- WHAT IS NEEDED
Rewrite the records below as a JSON list of strings, with one string per line and no blank lines.

- STORED ROWS

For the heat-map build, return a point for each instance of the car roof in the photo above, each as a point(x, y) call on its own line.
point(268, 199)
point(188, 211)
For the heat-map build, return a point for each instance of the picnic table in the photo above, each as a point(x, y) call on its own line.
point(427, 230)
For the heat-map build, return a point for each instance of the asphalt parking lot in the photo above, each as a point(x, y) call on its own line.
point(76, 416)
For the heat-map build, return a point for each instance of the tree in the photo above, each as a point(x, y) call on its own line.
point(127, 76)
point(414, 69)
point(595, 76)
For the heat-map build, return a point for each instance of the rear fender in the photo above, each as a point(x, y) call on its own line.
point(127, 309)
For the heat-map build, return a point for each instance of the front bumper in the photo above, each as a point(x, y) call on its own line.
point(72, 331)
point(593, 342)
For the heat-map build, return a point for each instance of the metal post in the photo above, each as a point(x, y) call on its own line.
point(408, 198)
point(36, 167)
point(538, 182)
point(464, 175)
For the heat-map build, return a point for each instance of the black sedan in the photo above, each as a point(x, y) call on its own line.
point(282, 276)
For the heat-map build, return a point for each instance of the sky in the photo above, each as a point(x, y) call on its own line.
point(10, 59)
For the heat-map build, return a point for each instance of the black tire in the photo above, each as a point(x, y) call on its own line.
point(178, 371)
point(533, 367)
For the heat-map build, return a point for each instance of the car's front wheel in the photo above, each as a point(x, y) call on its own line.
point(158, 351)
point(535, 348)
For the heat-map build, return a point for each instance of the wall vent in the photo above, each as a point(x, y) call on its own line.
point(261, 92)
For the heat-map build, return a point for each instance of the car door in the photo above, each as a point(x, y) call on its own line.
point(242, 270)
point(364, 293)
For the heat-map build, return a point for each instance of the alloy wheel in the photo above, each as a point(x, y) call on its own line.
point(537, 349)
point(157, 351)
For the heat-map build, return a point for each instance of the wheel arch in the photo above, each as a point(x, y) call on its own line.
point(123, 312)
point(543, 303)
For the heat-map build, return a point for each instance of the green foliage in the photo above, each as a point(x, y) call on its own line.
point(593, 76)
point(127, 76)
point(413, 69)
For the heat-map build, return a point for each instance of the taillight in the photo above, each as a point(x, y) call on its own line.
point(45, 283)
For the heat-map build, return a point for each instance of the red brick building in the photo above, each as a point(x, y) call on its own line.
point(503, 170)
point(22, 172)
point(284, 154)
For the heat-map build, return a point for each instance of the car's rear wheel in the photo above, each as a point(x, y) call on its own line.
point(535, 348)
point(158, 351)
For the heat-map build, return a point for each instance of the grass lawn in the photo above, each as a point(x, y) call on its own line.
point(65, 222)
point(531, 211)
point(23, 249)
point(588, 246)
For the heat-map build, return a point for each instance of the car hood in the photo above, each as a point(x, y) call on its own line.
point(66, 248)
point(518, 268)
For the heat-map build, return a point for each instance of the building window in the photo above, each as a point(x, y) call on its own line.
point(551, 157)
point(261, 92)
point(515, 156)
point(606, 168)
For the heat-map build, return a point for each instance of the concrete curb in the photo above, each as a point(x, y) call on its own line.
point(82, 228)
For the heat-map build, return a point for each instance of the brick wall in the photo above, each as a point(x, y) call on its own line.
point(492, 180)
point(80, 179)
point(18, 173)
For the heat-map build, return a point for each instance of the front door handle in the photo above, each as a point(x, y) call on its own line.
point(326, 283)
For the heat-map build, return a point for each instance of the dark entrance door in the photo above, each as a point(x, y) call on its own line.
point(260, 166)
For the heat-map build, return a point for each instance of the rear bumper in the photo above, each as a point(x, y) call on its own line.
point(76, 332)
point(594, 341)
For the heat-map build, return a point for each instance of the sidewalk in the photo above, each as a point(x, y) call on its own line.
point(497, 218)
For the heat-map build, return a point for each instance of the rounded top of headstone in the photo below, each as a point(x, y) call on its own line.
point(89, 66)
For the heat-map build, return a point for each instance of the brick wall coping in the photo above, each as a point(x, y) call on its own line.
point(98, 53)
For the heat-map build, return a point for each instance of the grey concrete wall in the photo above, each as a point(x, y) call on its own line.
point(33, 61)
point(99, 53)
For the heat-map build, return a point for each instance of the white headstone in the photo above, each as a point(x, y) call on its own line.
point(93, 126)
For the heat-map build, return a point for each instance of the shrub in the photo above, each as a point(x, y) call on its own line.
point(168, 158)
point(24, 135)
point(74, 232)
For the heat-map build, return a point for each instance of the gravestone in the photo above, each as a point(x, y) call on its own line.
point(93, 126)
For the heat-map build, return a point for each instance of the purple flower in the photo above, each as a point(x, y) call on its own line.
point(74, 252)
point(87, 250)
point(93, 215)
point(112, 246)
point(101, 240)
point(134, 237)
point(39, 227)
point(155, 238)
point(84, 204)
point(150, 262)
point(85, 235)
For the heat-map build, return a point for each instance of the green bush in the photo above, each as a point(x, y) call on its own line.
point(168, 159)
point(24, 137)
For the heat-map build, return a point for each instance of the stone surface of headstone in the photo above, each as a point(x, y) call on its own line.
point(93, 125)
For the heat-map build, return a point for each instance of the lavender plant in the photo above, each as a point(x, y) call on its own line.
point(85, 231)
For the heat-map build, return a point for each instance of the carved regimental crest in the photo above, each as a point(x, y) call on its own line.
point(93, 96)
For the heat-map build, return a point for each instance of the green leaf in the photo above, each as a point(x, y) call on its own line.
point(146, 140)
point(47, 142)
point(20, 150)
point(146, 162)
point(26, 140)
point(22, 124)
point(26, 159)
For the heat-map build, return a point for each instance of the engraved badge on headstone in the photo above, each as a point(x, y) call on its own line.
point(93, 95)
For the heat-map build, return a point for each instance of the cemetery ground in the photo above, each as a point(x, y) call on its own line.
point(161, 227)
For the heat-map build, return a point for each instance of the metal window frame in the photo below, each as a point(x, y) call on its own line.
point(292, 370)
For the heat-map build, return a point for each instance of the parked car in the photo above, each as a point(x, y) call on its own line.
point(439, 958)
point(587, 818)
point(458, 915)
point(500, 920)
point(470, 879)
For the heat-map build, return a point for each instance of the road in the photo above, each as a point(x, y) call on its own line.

- RESPONSE
[
  "For the heat-map build, return a point for each instance of the car roof in the photo above, each as a point(x, y) call on its own line.",
  "point(268, 199)",
  "point(188, 211)",
  "For the heat-map build, return a point for each instance of the picnic table in the photo above, each as a point(x, y) call on its own line.",
  "point(427, 230)",
  "For the heat-map build, return a point for each instance of the asphalt parking lot in the photo above, each as a point(x, y) call on its own line.",
  "point(76, 416)",
  "For the heat-map build, return a point for each instance of the tree in the photo above, each as a point(x, y) call on its own line.",
  "point(127, 76)",
  "point(414, 69)",
  "point(595, 76)",
  "For the heat-map build, return a point for each instance of the rear fender in the photo above, each as a point(x, y) call on its own line.",
  "point(127, 309)",
  "For the heat-map build, return a point for each instance of the front bumper in the photo above, each as a point(x, y) call on its own line.",
  "point(72, 331)",
  "point(593, 342)",
  "For the heat-map build, return a point for each instance of the metal post in the photo above, each as a point(x, y) call on its own line.",
  "point(408, 198)",
  "point(36, 167)",
  "point(538, 182)",
  "point(464, 175)",
  "For the heat-map build, return a point for each instance of the black sedan in the photo above, each as a point(x, y) call on its own line.",
  "point(282, 276)",
  "For the heat-map build, return a point for each instance of the sky in the photo above, each as a point(x, y) call on its own line.",
  "point(10, 59)",
  "For the heat-map build, return a point for each instance of the black tire in the photo above, each as a point(x, y) call on its own line.",
  "point(178, 371)",
  "point(533, 367)",
  "For the heat-map build, return a point for each instance of the car's front wheel in the photo above, each as a point(x, y) call on its own line.",
  "point(158, 351)",
  "point(535, 348)",
  "For the heat-map build, return a point for each instance of the wall vent in the photo above, each as a point(x, y) call on its own line.",
  "point(261, 92)",
  "For the heat-map build, return a point for each instance of the car door in the photo above, each as a point(x, y) call on its own line.",
  "point(242, 270)",
  "point(364, 293)",
  "For the heat-map build, return a point for each instance of the alloy wheel in the photo above, each as a point(x, y) call on its own line.",
  "point(537, 349)",
  "point(157, 351)",
  "For the heat-map build, return a point for each instance of the wheel arch in the photo above, each as a point(x, y) call on its own line.",
  "point(123, 312)",
  "point(543, 303)",
  "For the heat-map build, return a point for each instance of the green foliage in the photo above, each as a point(x, y) call on its own line.",
  "point(593, 76)",
  "point(127, 76)",
  "point(413, 69)",
  "For the heat-map build, return a point for each instance of the taillight in the photo above, each as a point(x, y) call on its own line.",
  "point(45, 283)",
  "For the heat-map build, return a point for each instance of the red brick building in the photo above, each as a point(x, y) call on its own line.",
  "point(503, 170)",
  "point(22, 172)",
  "point(284, 154)",
  "For the heat-map build, return a point for each instance of the car's rear wheel in the photo above, each as a point(x, y) call on its own line.",
  "point(535, 348)",
  "point(158, 351)",
  "For the heat-map build, return a point for each instance of the grass lawn in the photo above, each as a point(x, y) call on its own line.",
  "point(65, 222)",
  "point(531, 211)",
  "point(23, 249)",
  "point(588, 246)",
  "For the heat-map build, return a point for each instance of the car hood in the photo above, each as a point(x, y) call on its own line.",
  "point(66, 248)",
  "point(518, 268)",
  "For the heat-map build, return a point for each instance of the building window in the photo above, each as a point(x, y) call on its own line.",
  "point(551, 157)",
  "point(261, 92)",
  "point(515, 156)",
  "point(606, 168)",
  "For the heat-map build, return a point for each instance of the concrete curb in the photo above, each as a point(x, y) call on its own line.",
  "point(82, 228)",
  "For the heat-map build, return a point for each instance of the brick wall in the photo above, each as a point(x, y) call on its own line.",
  "point(492, 180)",
  "point(80, 179)",
  "point(18, 173)",
  "For the heat-map build, return a point for each instance of the front door handle in the photo above, each as a point(x, y) call on its own line.",
  "point(326, 283)",
  "For the heat-map build, return a point for each instance of the dark entrance door in the photo above, each as a point(x, y) call on its own line.",
  "point(260, 166)",
  "For the heat-map build, return a point for each instance of the rear bumper in the photo above, each as a point(x, y) call on its own line.",
  "point(76, 332)",
  "point(594, 341)",
  "For the heat-map build, return a point for each instance of the sidewalk in the photo above, each as a point(x, y) call on its own line.",
  "point(497, 218)",
  "For the heat-map build, return a point for each instance of the rounded top of headstone in the photo below, each as a point(x, y) call on its own line.",
  "point(89, 66)",
  "For the heat-map build, return a point for each instance of the brick wall coping in the photo above, each as a point(x, y) call on its own line.",
  "point(98, 53)",
  "For the heat-map build, return a point for each instance of the grey concrete wall in the photo above, each as a point(x, y) call on its own line.",
  "point(33, 61)",
  "point(99, 53)",
  "For the heat-map build, return a point for each instance of the white headstone in the photo above, each as a point(x, y) call on its own line.",
  "point(93, 126)",
  "For the heat-map build, return a point for each instance of the shrub in the photo above, each as a point(x, y) call on its own line.",
  "point(168, 158)",
  "point(24, 135)",
  "point(74, 232)",
  "For the heat-map build, return a point for each instance of the gravestone in the photo above, each as a point(x, y) call on its own line.",
  "point(93, 126)",
  "For the heat-map build, return a point for each instance of the purple flower in the photo above, each as a point(x, y) call on its own line.",
  "point(74, 252)",
  "point(87, 250)",
  "point(93, 215)",
  "point(112, 246)",
  "point(101, 240)",
  "point(134, 237)",
  "point(39, 227)",
  "point(155, 238)",
  "point(84, 204)",
  "point(150, 262)",
  "point(85, 235)",
  "For the heat-map build, return a point for each instance of the green bush in the photo above, each as a point(x, y) call on its own line.",
  "point(168, 159)",
  "point(24, 137)",
  "For the heat-map build, return a point for each instance of the stone surface of headstone in the photo above, each as a point(x, y) call on its own line.",
  "point(93, 125)",
  "For the heat-map build, return a point for each instance of the lavender plant in the photo above, each as a point(x, y) call on its own line.",
  "point(85, 231)",
  "For the heat-map build, return a point for each instance of the carved regimental crest in the photo above, each as a point(x, y) call on its own line.",
  "point(93, 96)",
  "For the heat-map build, return a point for each instance of the green leaf in the photo above, each as a point(x, y) call on its own line.",
  "point(146, 140)",
  "point(47, 142)",
  "point(20, 150)",
  "point(146, 162)",
  "point(26, 140)",
  "point(22, 124)",
  "point(26, 159)",
  "For the heat-map build, return a point for each instance of the engraved badge on headstone in the photo above, each as a point(x, y) call on its own line.",
  "point(93, 95)",
  "For the heat-map build, return a point for each instance of the cemetery ground in the photo above, each as a point(x, y) call on its own line.",
  "point(161, 227)",
  "For the heat-map build, return a point for each instance of the metal window frame in the photo below, each as a point(x, y) call on its own line.",
  "point(292, 370)",
  "For the heat-map build, return a point for each instance of the parked car in the photo above, each as a point(x, y) call on its own line.",
  "point(439, 958)",
  "point(587, 818)",
  "point(458, 915)",
  "point(500, 920)",
  "point(470, 879)",
  "For the heat-map build, return a point for each instance of the road in the photo above, each as a point(x, y) call on its own line."
]